(Beginning of Excerpt)

Overall, 41% (33 out of 81) of chickens were positive for T. gondii either by serology and/or by PCR. Antibodies to T. gondii were detected by MAT in 32% (26 out of 81) of chickens, and T. gondii DNA was detected in mouse brains representing 26% (21 out of 81) of chickens. Genotyping of 21 DNA isolates, using polymorphisms at 10 loci, including SAG1, SAG2 (5′-3′ SAG2 and alt.SAG2), SAG3, BTUB, GRA6, c22-8, c29-2, L358, PK1 and Apico, revealed that 7 were ToxoDB genotype #141, 6 were #1 (Type II), 3 were #13, 3 were #265, one was #264 and one was #2 (Type III). Genotypes #13 and #141 appear to be more virulent.

Conclusions

The results of this study highlight the greater genetic diversity of T. gondii circulating in the Caribbean region, with potentially different degrees of virulence to humans.

Keywords: Toxoplasma gondii, Chickens, Genotyping, St. Kitts, West Indies

Background

Toxoplasma gondii is a parasite of felids which can infect almost all warm-blooded animals, including humans [1]. Worldwide seroprevalences vary but it has been suggested that around one third of people have been infected with this parasite [2]. Transmission routes include ingestion of tissue cysts in infected meat, ingestion of sporulated oocysts (shed by felids) in contaminated food, water, or directly from the environment, and via vertical transmission, if a woman experiences a primary infection during pregnancy. Symptoms of toxoplasmosis are usually mild; however, immune-compromised people and congenitally infected infants can suffer severe, and even fatal, clinical signs [3].

(End of Excerpt)
(Beginning of Information supplied)

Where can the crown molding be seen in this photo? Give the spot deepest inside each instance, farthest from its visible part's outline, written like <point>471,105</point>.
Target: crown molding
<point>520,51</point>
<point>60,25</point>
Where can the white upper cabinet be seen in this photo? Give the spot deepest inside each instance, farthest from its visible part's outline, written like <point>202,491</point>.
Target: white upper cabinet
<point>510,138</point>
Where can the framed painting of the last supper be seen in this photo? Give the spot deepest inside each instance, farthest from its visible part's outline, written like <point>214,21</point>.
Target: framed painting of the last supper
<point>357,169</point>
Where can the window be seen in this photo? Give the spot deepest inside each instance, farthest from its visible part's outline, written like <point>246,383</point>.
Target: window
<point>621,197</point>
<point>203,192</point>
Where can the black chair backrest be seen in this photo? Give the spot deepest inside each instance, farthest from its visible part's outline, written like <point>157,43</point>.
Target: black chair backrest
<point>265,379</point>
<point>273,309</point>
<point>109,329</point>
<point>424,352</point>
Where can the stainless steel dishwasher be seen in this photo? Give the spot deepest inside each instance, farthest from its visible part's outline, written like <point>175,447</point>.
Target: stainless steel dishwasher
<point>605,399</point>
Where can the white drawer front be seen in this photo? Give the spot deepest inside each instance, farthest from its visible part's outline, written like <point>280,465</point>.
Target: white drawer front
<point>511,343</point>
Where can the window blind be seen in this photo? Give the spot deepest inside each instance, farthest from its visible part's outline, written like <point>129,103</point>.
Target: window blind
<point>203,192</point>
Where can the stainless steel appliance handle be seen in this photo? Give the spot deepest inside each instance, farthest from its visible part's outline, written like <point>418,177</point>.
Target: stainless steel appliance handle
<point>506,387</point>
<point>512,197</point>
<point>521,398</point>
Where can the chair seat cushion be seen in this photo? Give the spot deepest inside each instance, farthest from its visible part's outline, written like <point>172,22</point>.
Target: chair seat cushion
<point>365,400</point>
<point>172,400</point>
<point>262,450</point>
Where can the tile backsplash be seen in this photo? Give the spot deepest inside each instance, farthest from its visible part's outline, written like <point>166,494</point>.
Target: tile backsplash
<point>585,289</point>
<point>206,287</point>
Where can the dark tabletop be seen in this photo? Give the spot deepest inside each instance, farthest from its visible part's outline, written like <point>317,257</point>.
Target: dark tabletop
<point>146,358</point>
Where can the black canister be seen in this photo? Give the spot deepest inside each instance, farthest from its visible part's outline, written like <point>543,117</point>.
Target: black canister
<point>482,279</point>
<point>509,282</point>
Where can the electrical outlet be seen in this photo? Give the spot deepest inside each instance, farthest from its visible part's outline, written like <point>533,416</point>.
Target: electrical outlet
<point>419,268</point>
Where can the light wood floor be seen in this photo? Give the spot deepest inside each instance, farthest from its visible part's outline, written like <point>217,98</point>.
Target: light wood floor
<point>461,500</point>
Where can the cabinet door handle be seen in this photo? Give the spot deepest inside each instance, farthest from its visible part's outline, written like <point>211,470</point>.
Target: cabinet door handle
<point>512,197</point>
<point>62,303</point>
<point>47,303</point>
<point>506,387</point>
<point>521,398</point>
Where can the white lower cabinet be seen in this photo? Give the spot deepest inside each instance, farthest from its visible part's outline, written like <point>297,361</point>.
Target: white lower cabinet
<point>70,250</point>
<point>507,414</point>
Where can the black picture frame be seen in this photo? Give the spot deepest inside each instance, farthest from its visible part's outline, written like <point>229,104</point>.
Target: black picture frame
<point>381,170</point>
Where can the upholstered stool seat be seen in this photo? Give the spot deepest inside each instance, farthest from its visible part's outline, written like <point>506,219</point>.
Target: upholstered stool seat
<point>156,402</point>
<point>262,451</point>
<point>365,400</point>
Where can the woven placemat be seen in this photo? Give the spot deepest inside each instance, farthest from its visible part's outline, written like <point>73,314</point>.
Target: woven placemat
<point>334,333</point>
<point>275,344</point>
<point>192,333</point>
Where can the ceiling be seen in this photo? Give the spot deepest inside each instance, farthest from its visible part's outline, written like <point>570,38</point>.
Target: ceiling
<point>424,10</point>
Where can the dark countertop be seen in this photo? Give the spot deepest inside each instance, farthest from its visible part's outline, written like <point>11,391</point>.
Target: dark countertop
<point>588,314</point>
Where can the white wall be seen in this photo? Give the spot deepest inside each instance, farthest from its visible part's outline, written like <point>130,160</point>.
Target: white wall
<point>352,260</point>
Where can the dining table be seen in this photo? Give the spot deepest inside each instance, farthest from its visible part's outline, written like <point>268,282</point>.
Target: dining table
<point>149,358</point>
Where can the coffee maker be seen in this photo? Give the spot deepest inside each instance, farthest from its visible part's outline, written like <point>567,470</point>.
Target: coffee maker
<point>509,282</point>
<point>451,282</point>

(End of Information supplied)

**Required work:**
- a) Reproduce the Toxoplasma excerpt word for word, everything from "Overall, 41% (33" down to "be more virulent.".
- b) Based on the Toxoplasma excerpt, explain in one to three sentences why the T. gondii circulating in the Caribbean region may differ in how virulent it is to humans.
- c) Continue the Toxoplasma excerpt from the point where it stops.

**Results in order:**
- a)
Overall, 41% (33 out of 81) of chickens were positive for T. gondii either by serology and/or by PCR. Antibodies to T. gondii were detected by MAT in 32% (26 out of 81) of chickens, and T. gondii DNA was detected in mouse brains representing 26% (21 out of 81) of chickens. Genotyping of 21 DNA isolates, using polymorphisms at 10 loci, including SAG1, SAG2 (5′-3′ SAG2 and alt.SAG2), SAG3, BTUB, GRA6, c22-8, c29-2, L358, PK1 and Apico, revealed that 7 were ToxoDB genotype #141, 6 were #1 (Type II), 3 were #13, 3 were #265, one was #264 and one was #2 (Type III). Genotypes #13 and #141 appear to be more virulent.

- b) Genotyping of the 21 DNA isolates found several distinct ToxoDB genotypes: #141, #1 (Type II), #13, #265, #264 and #2 (Type III). Of these, genotypes #13 and #141 appear to be more virulent.

- c)
Different factors may affect the severity of toxoplasmosis, including the infecting stage of the parasite, the size of inoculating dose, and the virulence of the infecting strain [4]. Historically, T. gondii was thought to have a clonal population structure comprising three dominant lineages (Types I, II and III) based on restriction fragment length polymorphism [5, 6]. However, there are indications of greater genetic variability with severe cases of toxoplasmosis in patients from South America being linked to genetically distinct strains of T. gondii, highlighting a greater genetic variability than previously thought [7, 8].

In 2002, Dubey et al. [9] initiated a worldwide survey of T. gondii in free-roaming chickens with the goal of characterising the genetic diversity of T. gondii on a global basis [10]. Free-roaming chickens are considered one of the most important hosts for studying the epidemiology of T. gondii because they feed from the ground and are therefore good indicators of environmental contamination with oocysts [10]. Also, the tissues of infected chickens are a good source of infection for cats, and potentially for humans if the meat is consumed undercooked. Strains of T. gondii have been characterized from free-roaming chickens in South America [9], Central America [11], the Caribbean [12], Asia [13], Africa [14] and Europe [15], and it is becoming apparent that isolates from South America, in particular Brazil, are genetically distinct [16].

Previous research in St. Kitts has demonstrated a high seroprevalence of T. gondii in domestic and feral cats [17, 18], as well as African green monkeys [19], livestock animals [20, 21] and dogs [22]. Genetic characterization of T. gondii isolated from livestock heart samples at the St. Kitts abattoir [21] and from feral cats [18] and dogs [22] revealed that the Type III genotype was predominant which was similar to other findings from Caribbean islands in this region [12], although atypical genotypes have also been reported [18, 21, 22].

In order to investigate the diversity of T. gondii genotypes circulating in the Caribbean, we isolated and genetically characterised viable isolates from free-roaming chickens in St. Kitts.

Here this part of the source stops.